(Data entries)
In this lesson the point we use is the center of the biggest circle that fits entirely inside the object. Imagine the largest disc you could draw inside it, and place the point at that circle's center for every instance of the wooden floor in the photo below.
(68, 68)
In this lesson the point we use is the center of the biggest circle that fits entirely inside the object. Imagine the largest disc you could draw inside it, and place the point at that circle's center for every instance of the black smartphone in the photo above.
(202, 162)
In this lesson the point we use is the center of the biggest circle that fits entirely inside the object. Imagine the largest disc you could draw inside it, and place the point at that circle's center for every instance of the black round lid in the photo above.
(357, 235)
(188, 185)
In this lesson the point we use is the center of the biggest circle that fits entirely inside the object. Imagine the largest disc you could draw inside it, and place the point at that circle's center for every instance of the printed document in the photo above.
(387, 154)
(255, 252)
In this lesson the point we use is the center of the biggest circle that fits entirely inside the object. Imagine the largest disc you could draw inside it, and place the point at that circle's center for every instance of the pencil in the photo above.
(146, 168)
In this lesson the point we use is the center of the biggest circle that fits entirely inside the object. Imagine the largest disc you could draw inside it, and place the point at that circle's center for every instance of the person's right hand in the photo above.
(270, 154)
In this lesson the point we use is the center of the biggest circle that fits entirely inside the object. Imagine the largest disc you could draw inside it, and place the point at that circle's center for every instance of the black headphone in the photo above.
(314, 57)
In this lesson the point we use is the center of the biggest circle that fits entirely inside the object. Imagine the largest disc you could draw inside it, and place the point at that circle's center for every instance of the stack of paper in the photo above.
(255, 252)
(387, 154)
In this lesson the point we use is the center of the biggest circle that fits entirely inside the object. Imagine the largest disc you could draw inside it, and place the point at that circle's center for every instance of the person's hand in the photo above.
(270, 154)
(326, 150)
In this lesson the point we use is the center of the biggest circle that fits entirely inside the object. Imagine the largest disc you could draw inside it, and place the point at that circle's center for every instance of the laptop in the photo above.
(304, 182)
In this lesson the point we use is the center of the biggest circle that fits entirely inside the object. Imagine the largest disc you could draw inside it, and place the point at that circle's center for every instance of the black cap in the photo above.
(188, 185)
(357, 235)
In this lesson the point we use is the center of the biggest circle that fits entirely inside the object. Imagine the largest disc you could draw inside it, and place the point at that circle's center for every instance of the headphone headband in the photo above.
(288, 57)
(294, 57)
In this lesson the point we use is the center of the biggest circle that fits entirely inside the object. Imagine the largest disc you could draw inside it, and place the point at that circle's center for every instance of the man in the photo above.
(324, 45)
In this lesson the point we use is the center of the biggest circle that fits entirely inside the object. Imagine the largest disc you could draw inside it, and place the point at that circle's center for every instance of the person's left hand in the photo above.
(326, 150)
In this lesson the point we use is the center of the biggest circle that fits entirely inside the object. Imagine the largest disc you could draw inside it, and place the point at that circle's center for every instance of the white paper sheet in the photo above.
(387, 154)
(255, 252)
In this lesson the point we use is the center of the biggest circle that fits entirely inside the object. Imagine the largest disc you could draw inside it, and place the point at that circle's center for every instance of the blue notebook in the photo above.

SET EXERCISE
Word for word, extract all the records.

PROBLEM SOLUTION
In this lesson the point we use is the center of the biggest circle that fits entirely inside the object. Imagine the largest disc you could draw inside it, and place the point at that circle's center for every instance of the wooden floor in the photo below.
(68, 68)
In this lesson the point we use is the center of the biggest circle that fits entirely inside the object. Imagine the largest disc you could draw inside it, and place the point at that circle's center for every instance of the black smartphone in the photo above.
(202, 162)
In this lesson the point we use is the center of the biggest circle that fits entirely inside the object. Imagine the largest disc you could draw inside it, and place the point at that circle's center for every instance of the black round lid in the photo above.
(357, 235)
(188, 185)
In this lesson the point we use is the center of the biggest circle that fits entirely inside the object. Imagine the largest disc you could draw inside it, and place the point at that circle's center for every instance of the printed document in the photo above.
(387, 154)
(255, 252)
In this lesson the point we use is the center of the biggest circle that fits entirely inside the object. Imagine the largest disc you could draw inside it, and place the point at that circle's center for every instance of the pencil in the photo above.
(146, 168)
In this lesson the point we use is the center of the biggest circle that fits entirely inside the object. Imagine the largest disc you could draw inside it, and place the point at that circle's center for every instance of the person's right hand in the photo above.
(270, 154)
In this lesson the point we use is the center of the biggest circle that fits entirely inside the object. Imagine the largest disc you could draw inside it, and place the point at that circle's center for every instance of the black headphone in the photo above.
(314, 57)
In this lesson the point we use is the center of the biggest circle that fits entirely inside the object. Imagine the largest disc you could draw inside it, and place the point at that circle's center for every instance of the stack of paper in the photo above.
(255, 252)
(387, 154)
In this lesson the point we use is the center of the biggest circle that fits entirely inside the object. Imagine the largest disc you could draw inside it, and place the point at that circle's center for every instance of the person's hand in the photo above.
(270, 154)
(326, 150)
In this lesson the point we use is the center of the biggest circle that fits entirely inside the object. Imagine the largest disc you could draw inside it, and place the point at that circle's center for every instance of the laptop in the photo above.
(304, 182)
In this lesson the point we use is the center of the biggest circle that fits entirely inside the object. Imagine the largest disc you could draw inside it, and place the point at that circle's center for every instance of the black cap in the photo above.
(188, 185)
(357, 235)
In this lesson the point we use is the center of the biggest circle that fits entirely inside the object. Imagine the largest disc you could draw inside it, and place the point at that circle's center for every instance of the headphone headband in the photo above.
(288, 57)
(294, 57)
In this lesson the point we use is the center of the biggest circle that fits entirely inside the object. Imagine the largest disc you could draw inside it, and place the point at that circle's center for every instance of the man in the photo above.
(324, 45)
In this lesson the point we use is the center of the biggest circle that fits entirely inside the object. Imagine the largest disc you could draw inside it, and place the point at that circle's center for every instance of the person's left hand in the photo above.
(326, 150)
In this lesson the point we use is the center of the biggest circle that fits entirely inside the object. Imagine the largest disc you could draw inside it, and place the point at that circle's center for every instance of the white paper sheet in the photo above.
(387, 154)
(255, 252)
In this lesson the point we use is the center of the biggest circle that fits entirely inside the object. Imagine the largest disc you could draw inside it, and place the point at that circle's center for every instance of the blue notebook in the photo above.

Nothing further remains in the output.